→ **TEXT TO READ**
## BEGIN
But evolution can go too far sometimes. It can lead us to a place that works physically but hampers us spiritually. Great Buddhist teachers have pontificated on attachment and its ability to lash us to the lives that we can see and experience in a tactile sense, depriving us of something far more profound.
Tolle described a Death that is useful, but I think the power of Shavuot grants us a way to supercharge that detachment and “stripping away” as we find ourselves in a place much more unified to our Source at this time of year.
I rarely quote two people in my blogs, but David Foster Wallace, in his commencement speech at Kenyon College, elaborated on just this point:
“In the day-to-day trenches of adult life, there is actually no such thing as atheism. There is no such thing as not worshipping. Everybody worships. The only choice we get is what to worship. And an outstanding reason for choosing some sort of God or spiritual-type thing to worship—be it J.C. or Allah, be it Yahweh or the Wiccan mother-goddess or the Four Noble Truths or some infrangible set of ethical principles—is that pretty much anything else you worship will eat you alive. If you worship money and things—if they are where you tap real meaning in life—then you will never have enough. Never feel you have enough. It’s the truth. Worship your own body and beauty and sexual allure, and you will always feel ugly, and when time and age start showing, you will die a million deaths before they finally plant you. On one level, we all know this stuff already—it’s been codified as myths, proverbs, clichés, bromides, epigrams, parables: the skeleton of every great story. The trick is keeping the truth up-front in daily consciousness. Worship power—you will feel weak and afraid, and you will need ever more power over others to keep the fear at bay. Worship your intellect, being seen as smart—you will end up feeling stupid, a fraud, always on the verge of being found out.”
And that’s it, isn’t it? We get so connected to these concepts of what we strive for and what we think we love that we forget to put in the work to truly elevate ourselves, and we run out of our limited time on Earth.
Karen Berg liked to tell the story of when God wanted to give the Torah to the people at Shavuot. The angels became angry and said to God: “Why would you want to give the Torah to people? To finite beings that are corrupt, mean, and do all the negative things that finite beings do?”
And God answered the angels: “My beloveds, you were put into this world to do my bidding with no free will of your own. These finite beings which I have created were given the ability to choose between Light and darkness. This is a tool I have given to them to bring their souls back to me, so that they may appreciate the harmony that can exist in the total unity of the Creator and the created.”
Shavuot is a window that allows us to tap into a unique energy that can help us choose between Light and darkness. It is an opportunity to touch immortality; to choose to live in unadulterated truth, growth, and change. It is a moment to shed everything that is not us and receive a Revelation of what we can be when we are fully connected to the divine.
So, what are we doing with this moment of energetic cohesion?
RETHINK MOMENT: What part of yourself can you detach from to become the person you want to be?
## END
→ **GIVEN INSTRUCTION 1**
Summarize the passage on Shavuot in two sentences.
→ **GIVEN INSTRUCTION 2**
According to the passage on Shavuot, where did David Foster Wallace give his commencement speech?

Outline rows
## BEGIN
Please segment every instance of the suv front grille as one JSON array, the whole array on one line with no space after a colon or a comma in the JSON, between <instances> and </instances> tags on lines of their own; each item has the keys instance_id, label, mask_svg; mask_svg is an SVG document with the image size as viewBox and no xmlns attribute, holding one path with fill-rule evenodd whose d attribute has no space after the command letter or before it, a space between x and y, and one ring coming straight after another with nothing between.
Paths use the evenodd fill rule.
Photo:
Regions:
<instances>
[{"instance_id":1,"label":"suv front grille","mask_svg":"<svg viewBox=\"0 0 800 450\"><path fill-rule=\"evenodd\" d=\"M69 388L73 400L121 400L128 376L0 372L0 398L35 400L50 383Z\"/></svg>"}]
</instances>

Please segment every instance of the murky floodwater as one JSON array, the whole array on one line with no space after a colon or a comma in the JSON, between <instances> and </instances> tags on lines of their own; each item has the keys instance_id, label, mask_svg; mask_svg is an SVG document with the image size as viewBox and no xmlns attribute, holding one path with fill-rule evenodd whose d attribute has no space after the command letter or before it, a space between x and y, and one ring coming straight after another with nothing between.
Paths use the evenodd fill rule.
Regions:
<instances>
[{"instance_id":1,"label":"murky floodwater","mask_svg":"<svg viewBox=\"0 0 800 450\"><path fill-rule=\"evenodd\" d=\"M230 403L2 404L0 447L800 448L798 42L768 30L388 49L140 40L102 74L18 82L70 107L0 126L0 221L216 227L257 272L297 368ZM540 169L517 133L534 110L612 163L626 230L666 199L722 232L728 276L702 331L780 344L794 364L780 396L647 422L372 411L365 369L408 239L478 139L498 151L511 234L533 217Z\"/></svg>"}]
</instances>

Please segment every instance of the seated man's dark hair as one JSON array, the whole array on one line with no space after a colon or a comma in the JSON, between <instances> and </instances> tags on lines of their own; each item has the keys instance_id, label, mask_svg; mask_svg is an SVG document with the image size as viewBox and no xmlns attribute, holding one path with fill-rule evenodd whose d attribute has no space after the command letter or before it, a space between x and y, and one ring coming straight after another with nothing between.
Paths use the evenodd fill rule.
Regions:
## END
→ **EXPECTED OUTPUT 1**
Quoting David Foster Wallace, the passage warns that attachment to things like money, beauty, power, or intellect consumes us and keeps us from truly elevating ourselves. It presents Shavuot as a window of unique energy that helps us choose between Light and darkness, shed everything that is not us, and connect fully to the divine.

→ **EXPECTED OUTPUT 2**
At Kenyon College.